Instructions for the task — Pull out each line of the data below that contains the word "turbine".

Excerpts of labeled region data
BEGIN
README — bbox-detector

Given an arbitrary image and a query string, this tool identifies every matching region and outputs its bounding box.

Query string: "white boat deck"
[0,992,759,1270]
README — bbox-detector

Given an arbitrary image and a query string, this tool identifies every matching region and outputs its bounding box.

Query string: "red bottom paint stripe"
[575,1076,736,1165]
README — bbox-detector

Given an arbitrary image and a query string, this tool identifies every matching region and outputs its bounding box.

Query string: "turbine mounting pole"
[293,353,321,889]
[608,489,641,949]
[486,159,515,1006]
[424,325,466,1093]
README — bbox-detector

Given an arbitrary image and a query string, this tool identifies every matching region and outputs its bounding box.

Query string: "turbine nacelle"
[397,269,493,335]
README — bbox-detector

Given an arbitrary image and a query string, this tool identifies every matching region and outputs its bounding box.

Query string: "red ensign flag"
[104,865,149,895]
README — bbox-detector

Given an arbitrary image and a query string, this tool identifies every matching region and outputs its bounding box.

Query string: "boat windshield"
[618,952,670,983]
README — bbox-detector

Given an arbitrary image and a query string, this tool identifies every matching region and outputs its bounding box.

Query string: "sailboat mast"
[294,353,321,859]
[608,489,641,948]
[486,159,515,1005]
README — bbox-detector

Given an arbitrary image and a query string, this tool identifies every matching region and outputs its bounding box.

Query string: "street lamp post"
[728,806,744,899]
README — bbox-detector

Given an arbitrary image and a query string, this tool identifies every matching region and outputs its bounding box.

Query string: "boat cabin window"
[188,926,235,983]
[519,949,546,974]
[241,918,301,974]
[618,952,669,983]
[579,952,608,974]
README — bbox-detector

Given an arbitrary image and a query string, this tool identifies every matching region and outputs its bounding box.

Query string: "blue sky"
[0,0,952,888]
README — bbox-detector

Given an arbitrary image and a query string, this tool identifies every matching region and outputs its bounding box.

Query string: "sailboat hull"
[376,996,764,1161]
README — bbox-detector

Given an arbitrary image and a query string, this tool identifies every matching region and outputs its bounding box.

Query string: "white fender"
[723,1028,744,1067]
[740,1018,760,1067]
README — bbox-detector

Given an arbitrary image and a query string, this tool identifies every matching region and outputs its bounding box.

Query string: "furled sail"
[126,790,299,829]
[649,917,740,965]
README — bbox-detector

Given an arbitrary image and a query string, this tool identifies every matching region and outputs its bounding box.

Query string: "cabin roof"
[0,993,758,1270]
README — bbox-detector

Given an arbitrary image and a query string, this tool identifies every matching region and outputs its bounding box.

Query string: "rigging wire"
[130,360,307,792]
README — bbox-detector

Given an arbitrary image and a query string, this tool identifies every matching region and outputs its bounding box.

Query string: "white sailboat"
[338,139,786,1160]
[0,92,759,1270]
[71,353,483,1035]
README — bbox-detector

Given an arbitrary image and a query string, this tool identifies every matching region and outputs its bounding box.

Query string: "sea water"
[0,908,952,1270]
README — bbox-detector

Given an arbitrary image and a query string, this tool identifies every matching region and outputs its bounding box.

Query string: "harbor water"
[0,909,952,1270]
END
Exercise response —
Query string: "turbine mounting pole"
Query string: "turbine nacelle"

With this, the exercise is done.